(Beginning of DATA PROVIDED)

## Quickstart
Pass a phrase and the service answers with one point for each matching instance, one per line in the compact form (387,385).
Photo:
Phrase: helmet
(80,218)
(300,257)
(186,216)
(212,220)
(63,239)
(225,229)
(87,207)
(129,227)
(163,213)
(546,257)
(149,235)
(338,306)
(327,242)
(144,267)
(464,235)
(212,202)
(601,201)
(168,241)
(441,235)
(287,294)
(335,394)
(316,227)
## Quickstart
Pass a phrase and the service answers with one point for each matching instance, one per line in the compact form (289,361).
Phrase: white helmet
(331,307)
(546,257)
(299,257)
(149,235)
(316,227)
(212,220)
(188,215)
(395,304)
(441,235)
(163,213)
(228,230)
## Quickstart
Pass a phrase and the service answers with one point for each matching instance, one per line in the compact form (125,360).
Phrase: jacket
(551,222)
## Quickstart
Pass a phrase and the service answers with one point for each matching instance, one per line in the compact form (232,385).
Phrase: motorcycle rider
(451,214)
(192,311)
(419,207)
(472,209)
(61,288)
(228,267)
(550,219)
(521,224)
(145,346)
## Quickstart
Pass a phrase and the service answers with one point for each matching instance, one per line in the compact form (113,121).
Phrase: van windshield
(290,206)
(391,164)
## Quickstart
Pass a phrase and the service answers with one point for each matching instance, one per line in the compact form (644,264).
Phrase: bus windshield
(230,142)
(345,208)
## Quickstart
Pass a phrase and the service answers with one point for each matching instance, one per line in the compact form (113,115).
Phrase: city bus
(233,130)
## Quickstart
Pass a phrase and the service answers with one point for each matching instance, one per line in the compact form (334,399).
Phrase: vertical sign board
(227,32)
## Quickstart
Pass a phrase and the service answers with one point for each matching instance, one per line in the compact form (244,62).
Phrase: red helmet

(End of DATA PROVIDED)

## AIM OF THE EXERCISE
Write out the records above again, keeping each one identical to the original.

## ANSWER TO THE EXERCISE
## Quickstart
Pass a phrase and the service answers with one point for each matching instance, one per line in the compact form (387,385).
Photo:
Phrase: helmet
(80,218)
(300,257)
(186,216)
(212,220)
(63,239)
(225,229)
(87,207)
(129,227)
(163,213)
(546,257)
(149,235)
(338,306)
(327,242)
(144,267)
(464,235)
(212,202)
(601,201)
(168,241)
(441,235)
(287,294)
(335,394)
(316,227)
## Quickstart
Pass a phrase and the service answers with one point for each matching instance, one per line in the compact form (289,361).
Phrase: white helmet
(331,307)
(546,257)
(299,257)
(149,235)
(316,227)
(212,220)
(188,215)
(395,304)
(441,235)
(163,213)
(228,230)
## Quickstart
Pass a phrase and the service answers with one point for each matching instance, one per line in the compact form (125,360).
Phrase: jacket
(551,222)
## Quickstart
Pass a phrase and the service answers with one point for each matching instance, one per line in the compact form (232,385).
Phrase: motorcycle rider
(451,214)
(192,311)
(419,207)
(472,209)
(61,288)
(228,267)
(550,219)
(521,224)
(145,346)
## Quickstart
Pass a phrase and the service answers with one point for each matching instance, one per line in the compact form (113,121).
Phrase: van windshield
(290,206)
(391,164)
## Quickstart
Pass a phrase and the service answers with one point for each matching instance, one per line in the compact form (644,264).
Phrase: bus windshield
(230,142)
(345,208)
## Quickstart
Pass a phrase and the service answers with one point for each matching instance, one per line in the compact form (113,115).
Phrase: city bus
(233,130)
## Quickstart
Pass a phrase and the service answers with one point for each matching instance, one per line in the compact form (334,399).
Phrase: vertical sign board
(227,32)
## Quickstart
Pass a phrase and the service answers with one point for each matching instance, one per line in the compact form (244,62).
Phrase: red helmet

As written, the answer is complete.